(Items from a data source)
+++++

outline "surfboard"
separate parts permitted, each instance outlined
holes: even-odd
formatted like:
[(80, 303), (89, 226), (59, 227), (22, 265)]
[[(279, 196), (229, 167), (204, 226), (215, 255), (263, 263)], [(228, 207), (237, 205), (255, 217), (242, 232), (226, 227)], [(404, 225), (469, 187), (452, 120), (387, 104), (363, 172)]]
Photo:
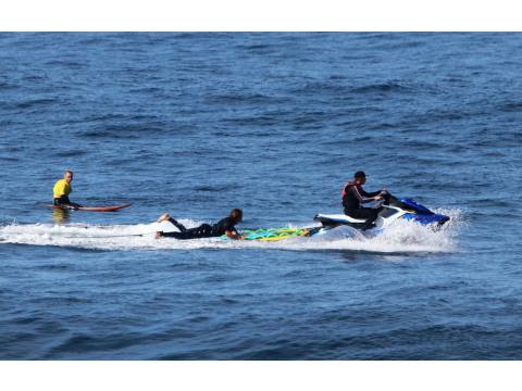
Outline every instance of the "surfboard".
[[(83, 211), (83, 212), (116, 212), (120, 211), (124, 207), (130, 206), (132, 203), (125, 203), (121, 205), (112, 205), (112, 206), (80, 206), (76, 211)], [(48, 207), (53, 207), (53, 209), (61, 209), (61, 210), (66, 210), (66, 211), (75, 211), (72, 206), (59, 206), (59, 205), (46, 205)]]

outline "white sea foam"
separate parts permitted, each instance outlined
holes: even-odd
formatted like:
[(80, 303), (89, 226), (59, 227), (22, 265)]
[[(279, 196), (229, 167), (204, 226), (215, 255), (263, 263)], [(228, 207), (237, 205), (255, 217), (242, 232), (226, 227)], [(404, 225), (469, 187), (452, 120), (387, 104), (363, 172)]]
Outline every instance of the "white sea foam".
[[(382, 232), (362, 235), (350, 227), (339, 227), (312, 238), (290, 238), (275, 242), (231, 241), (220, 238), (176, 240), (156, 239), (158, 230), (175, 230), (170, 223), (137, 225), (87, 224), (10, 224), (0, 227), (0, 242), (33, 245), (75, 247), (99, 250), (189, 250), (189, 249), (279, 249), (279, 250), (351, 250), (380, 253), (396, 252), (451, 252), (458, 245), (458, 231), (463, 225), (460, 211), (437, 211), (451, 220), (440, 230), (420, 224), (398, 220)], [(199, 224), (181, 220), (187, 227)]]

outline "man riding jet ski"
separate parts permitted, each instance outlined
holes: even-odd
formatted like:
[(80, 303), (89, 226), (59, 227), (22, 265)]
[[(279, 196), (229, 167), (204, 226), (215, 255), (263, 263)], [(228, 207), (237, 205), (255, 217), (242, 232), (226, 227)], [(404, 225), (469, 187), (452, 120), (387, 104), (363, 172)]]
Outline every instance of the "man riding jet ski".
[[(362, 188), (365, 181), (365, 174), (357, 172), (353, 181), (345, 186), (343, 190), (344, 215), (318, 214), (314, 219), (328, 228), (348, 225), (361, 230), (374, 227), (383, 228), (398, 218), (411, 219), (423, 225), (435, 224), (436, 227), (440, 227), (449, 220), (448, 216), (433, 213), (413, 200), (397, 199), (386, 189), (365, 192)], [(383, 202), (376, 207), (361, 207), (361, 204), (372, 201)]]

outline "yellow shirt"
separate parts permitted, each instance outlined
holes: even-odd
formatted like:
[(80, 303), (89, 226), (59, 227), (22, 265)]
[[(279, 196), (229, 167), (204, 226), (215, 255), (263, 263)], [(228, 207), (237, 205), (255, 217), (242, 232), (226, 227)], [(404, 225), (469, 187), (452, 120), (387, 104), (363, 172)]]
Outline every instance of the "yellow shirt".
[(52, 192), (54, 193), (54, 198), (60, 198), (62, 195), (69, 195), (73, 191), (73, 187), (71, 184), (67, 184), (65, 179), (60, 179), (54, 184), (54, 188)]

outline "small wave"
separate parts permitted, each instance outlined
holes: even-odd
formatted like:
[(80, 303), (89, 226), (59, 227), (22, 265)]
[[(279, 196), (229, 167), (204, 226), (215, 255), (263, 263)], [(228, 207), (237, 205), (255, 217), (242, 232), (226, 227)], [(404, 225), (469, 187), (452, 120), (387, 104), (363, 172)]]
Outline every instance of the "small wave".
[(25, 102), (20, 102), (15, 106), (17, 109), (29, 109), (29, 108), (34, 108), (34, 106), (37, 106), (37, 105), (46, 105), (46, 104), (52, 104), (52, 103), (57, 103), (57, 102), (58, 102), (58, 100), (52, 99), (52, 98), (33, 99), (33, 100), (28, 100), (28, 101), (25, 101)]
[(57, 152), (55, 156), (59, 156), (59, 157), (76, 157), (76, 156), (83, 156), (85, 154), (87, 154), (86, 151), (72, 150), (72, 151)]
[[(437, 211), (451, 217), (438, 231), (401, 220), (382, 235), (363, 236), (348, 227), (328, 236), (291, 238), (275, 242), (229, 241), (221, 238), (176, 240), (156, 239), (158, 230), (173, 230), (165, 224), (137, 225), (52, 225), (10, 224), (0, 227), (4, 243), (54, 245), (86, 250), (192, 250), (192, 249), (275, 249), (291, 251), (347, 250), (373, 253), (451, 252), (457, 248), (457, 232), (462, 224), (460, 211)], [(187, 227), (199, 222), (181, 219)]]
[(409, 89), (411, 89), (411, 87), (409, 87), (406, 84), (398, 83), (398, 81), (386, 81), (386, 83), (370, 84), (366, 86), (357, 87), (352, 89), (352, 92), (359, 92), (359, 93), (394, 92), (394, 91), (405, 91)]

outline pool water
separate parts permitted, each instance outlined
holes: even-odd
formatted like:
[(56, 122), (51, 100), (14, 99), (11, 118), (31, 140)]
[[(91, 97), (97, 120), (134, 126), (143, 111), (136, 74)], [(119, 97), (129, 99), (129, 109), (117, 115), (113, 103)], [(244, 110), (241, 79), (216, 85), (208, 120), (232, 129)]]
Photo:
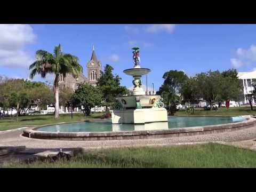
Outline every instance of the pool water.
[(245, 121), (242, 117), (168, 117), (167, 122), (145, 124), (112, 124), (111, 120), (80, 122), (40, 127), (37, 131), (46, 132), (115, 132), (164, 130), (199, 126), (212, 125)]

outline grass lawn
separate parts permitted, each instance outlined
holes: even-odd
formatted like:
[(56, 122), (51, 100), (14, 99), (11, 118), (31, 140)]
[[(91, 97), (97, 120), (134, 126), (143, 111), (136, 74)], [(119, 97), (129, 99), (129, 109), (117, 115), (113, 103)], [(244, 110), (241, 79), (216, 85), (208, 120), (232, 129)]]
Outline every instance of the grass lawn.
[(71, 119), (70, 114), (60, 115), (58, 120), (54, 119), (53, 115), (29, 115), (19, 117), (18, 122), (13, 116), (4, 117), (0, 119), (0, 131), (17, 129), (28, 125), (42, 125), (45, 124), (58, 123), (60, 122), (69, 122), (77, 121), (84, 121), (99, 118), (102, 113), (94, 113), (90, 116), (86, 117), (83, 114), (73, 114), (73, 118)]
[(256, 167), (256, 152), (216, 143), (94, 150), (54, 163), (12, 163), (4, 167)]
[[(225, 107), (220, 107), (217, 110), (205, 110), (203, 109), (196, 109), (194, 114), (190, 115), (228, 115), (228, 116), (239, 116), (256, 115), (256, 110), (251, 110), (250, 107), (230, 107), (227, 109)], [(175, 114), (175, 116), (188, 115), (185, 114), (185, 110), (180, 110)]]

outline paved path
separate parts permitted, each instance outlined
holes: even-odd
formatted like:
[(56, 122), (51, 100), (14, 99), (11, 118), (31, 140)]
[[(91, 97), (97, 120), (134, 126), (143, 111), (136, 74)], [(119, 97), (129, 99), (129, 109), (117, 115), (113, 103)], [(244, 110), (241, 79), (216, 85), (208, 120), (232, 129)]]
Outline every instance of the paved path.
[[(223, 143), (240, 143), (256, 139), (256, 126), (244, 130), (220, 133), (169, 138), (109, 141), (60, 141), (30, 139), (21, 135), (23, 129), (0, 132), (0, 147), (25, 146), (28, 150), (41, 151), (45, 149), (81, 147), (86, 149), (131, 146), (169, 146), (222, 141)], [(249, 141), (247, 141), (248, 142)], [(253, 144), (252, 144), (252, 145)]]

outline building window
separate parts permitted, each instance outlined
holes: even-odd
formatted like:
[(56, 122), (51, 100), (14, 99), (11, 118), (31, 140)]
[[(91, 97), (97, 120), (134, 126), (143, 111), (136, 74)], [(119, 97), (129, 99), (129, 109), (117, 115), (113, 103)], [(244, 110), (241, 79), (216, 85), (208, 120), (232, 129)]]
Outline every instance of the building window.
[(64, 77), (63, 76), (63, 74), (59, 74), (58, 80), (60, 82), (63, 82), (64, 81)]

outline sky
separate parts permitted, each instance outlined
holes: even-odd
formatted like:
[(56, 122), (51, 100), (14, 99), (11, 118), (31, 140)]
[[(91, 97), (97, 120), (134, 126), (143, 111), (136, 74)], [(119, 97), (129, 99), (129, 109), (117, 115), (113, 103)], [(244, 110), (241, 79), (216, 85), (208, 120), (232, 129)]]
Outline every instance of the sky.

+++++

* **Exercise objective**
Rewrite the entries from the start through the line containing "220), (187, 227)]]", inclusive, changing "surfboard" to "paddleboard" and keeping everything else the same. Omit the pictures from your answer.

* **Correct response**
outline "paddleboard"
separate parts permitted, each instance outlined
holes: even-odd
formatted like:
[(80, 303), (89, 226), (59, 227), (22, 265)]
[[(279, 196), (229, 167), (204, 226), (215, 255), (263, 263)], [(228, 207), (237, 205), (255, 217), (242, 232), (226, 227)], [(404, 225), (469, 187), (452, 120), (387, 104), (363, 172)]]
Photo:
Outline every instance of the "paddleboard".
[[(83, 211), (83, 212), (116, 212), (120, 211), (124, 207), (130, 206), (132, 203), (125, 203), (121, 205), (112, 205), (112, 206), (80, 206), (76, 211)], [(48, 207), (53, 207), (53, 209), (61, 209), (61, 210), (66, 210), (66, 211), (75, 211), (72, 206), (59, 206), (59, 205), (46, 205)]]

outline "white sea foam"
separate parts permitted, each instance outlined
holes: even-odd
formatted like:
[(80, 303), (89, 226), (59, 227), (22, 265)]
[[(279, 196), (229, 167), (204, 226), (215, 255), (263, 263)], [(228, 207), (237, 205), (255, 217), (242, 232), (226, 227)], [(404, 225), (469, 187), (452, 120), (387, 104), (363, 172)]]
Outline every instance of the "white sea foam".
[[(382, 232), (362, 235), (350, 227), (339, 227), (312, 238), (290, 238), (275, 242), (231, 241), (220, 238), (176, 240), (156, 239), (158, 230), (175, 230), (170, 223), (137, 225), (87, 224), (10, 224), (0, 227), (0, 242), (33, 245), (75, 247), (99, 250), (189, 250), (189, 249), (279, 249), (279, 250), (351, 250), (380, 253), (396, 252), (451, 252), (458, 245), (458, 231), (463, 225), (460, 211), (437, 211), (451, 220), (440, 230), (420, 224), (398, 220)], [(199, 224), (181, 220), (187, 227)]]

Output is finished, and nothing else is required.